** BEGIN SOURCE DATA **

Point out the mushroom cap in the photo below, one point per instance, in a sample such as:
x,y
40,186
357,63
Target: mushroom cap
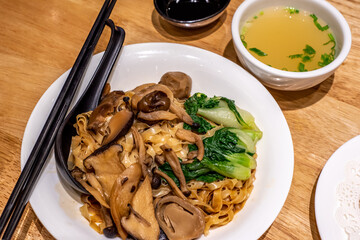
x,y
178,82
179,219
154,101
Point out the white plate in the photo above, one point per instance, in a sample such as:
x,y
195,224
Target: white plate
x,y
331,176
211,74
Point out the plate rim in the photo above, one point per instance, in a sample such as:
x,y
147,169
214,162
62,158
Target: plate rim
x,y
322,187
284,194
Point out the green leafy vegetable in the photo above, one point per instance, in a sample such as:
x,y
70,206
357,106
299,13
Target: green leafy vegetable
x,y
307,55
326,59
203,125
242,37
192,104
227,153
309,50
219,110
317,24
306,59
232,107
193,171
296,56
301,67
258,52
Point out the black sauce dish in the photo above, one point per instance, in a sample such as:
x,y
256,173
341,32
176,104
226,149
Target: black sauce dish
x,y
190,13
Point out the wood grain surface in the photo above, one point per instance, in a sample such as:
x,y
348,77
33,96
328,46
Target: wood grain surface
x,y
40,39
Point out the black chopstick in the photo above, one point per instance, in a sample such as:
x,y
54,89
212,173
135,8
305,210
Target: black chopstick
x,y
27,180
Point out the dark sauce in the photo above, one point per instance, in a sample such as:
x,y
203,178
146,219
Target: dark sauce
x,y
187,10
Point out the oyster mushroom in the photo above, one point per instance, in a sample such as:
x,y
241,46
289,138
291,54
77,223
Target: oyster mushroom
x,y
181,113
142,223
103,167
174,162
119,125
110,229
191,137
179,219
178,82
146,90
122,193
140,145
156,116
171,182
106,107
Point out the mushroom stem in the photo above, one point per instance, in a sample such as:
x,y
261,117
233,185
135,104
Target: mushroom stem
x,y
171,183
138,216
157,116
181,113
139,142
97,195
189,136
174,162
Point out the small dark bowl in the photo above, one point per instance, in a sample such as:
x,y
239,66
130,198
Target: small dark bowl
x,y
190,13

** END SOURCE DATA **
** BEGIN SOURCE DATA **

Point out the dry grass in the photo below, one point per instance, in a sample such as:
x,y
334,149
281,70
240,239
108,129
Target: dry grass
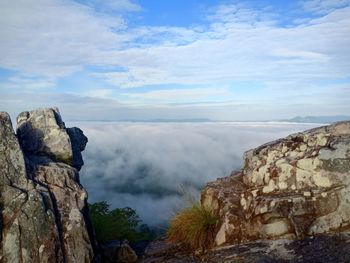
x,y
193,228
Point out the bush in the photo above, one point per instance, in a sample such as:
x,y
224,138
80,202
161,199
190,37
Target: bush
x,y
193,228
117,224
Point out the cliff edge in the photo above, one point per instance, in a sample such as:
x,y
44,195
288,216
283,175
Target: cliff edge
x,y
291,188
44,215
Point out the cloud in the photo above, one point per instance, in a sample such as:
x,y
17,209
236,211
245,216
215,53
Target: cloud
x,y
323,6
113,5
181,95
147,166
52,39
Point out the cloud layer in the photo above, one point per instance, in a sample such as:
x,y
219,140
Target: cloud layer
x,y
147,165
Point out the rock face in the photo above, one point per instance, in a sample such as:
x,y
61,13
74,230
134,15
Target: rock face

** END SOURCE DATA **
** BEGIN SOURCE DATA **

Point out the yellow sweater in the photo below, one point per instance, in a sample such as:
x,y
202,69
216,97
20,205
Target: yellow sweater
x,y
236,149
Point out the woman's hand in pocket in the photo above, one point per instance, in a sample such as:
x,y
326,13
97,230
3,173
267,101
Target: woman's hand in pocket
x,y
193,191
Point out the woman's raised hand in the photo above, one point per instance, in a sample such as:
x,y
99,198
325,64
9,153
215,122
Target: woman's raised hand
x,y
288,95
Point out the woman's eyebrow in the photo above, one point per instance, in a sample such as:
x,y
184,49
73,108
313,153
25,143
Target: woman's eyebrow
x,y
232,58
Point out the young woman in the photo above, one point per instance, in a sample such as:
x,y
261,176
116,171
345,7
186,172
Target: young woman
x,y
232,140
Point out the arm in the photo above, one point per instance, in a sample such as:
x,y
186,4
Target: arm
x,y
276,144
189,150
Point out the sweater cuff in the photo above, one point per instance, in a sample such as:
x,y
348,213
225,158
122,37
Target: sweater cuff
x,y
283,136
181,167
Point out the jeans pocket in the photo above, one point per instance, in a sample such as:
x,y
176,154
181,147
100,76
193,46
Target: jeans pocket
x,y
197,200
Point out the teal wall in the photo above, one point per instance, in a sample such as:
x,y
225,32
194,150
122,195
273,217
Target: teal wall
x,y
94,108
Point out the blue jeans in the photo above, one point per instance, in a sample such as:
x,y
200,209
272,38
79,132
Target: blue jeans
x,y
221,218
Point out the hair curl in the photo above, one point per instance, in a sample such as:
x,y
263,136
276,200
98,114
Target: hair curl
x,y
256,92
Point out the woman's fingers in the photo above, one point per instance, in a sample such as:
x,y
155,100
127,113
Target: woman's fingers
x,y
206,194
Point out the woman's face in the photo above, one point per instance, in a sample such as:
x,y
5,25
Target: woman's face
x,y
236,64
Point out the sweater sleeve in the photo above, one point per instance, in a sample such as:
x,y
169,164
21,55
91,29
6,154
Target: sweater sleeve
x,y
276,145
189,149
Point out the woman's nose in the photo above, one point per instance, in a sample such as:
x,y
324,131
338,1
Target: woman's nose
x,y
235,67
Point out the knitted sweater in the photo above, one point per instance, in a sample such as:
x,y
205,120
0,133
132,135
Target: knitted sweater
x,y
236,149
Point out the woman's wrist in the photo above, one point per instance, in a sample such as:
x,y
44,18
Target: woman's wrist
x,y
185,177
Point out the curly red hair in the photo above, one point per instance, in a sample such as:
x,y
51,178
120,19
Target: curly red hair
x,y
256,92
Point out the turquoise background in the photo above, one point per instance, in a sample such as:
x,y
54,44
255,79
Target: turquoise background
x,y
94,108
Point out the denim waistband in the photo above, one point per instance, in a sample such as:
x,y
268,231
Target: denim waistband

** END SOURCE DATA **

WRITTEN PROBLEM >> Starting with the line containing "Point out the rock" and going on through the line containing "Target: rock face", switch "rock face" to "stone wall" everywhere it occurs and leave everything else unchanged. Write out only those lines.

COMPLETED EXERCISE >>
Point out the stone wall in the photo above, one point per instance, in a sample such as:
x,y
61,13
74,230
134,15
Target: stone wall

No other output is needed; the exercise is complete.